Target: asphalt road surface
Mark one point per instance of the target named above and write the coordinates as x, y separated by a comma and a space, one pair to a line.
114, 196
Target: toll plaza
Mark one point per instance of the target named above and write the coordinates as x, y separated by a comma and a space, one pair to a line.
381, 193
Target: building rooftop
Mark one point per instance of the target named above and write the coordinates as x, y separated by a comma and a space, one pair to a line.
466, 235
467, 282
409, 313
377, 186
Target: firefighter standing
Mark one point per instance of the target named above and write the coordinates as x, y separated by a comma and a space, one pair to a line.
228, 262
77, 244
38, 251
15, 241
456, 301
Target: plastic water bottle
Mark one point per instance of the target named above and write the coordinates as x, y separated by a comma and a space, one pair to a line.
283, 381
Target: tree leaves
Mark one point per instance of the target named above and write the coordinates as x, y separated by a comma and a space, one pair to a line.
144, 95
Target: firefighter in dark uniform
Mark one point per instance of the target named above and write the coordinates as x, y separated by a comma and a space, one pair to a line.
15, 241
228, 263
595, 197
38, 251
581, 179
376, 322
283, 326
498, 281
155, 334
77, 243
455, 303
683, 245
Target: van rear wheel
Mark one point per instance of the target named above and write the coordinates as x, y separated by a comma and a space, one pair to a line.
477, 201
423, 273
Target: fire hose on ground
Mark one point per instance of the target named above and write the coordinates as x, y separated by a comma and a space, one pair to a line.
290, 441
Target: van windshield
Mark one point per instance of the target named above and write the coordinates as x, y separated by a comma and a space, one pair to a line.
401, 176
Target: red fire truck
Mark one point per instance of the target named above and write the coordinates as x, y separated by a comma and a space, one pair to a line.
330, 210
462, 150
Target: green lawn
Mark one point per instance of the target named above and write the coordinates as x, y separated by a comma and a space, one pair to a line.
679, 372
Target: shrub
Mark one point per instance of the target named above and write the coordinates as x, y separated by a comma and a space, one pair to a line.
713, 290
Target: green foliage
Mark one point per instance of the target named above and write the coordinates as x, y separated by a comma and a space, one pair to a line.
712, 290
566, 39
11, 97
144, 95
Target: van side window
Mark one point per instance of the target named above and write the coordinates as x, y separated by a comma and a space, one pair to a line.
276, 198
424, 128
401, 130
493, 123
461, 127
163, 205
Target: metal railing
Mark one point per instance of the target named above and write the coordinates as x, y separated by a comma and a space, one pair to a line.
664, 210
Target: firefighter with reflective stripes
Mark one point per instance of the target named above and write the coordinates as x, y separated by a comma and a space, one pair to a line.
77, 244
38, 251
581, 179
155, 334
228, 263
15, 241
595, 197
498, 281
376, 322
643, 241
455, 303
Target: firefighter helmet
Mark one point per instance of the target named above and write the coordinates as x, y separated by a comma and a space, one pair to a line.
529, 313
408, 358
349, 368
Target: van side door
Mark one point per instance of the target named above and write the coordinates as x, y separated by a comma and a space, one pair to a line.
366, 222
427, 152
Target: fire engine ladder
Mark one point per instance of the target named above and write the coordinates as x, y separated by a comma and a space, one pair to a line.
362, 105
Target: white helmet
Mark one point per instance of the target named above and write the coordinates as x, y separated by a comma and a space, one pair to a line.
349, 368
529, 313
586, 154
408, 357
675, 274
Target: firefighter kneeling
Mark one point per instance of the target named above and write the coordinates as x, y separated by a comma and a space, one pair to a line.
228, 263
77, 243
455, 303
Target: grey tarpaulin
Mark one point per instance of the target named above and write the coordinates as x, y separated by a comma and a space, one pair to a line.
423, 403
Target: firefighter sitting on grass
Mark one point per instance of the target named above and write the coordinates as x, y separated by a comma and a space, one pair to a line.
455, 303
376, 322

- - - - - - -

Given problem:
Copy out, unchanged, everything from the line containing "Target: firefighter kneeling" down to the last line of the rows above.

Final answer:
Target: firefighter kneeling
Mark one point per instance of the target named above and write the coordinates as x, y separated by a comma and a space, one pair to a line.
228, 263
77, 243
455, 303
Target: grey tarpaulin
Mark one point per instance of the target named above and write the coordinates as x, y separated by a comma and a space, one pair to a line.
423, 403
Target: firefighter sitting on grass
Mark one point per instance of the target named above and write the coordinates as x, y separated by a comma and a space, one pair to a line.
455, 303
376, 322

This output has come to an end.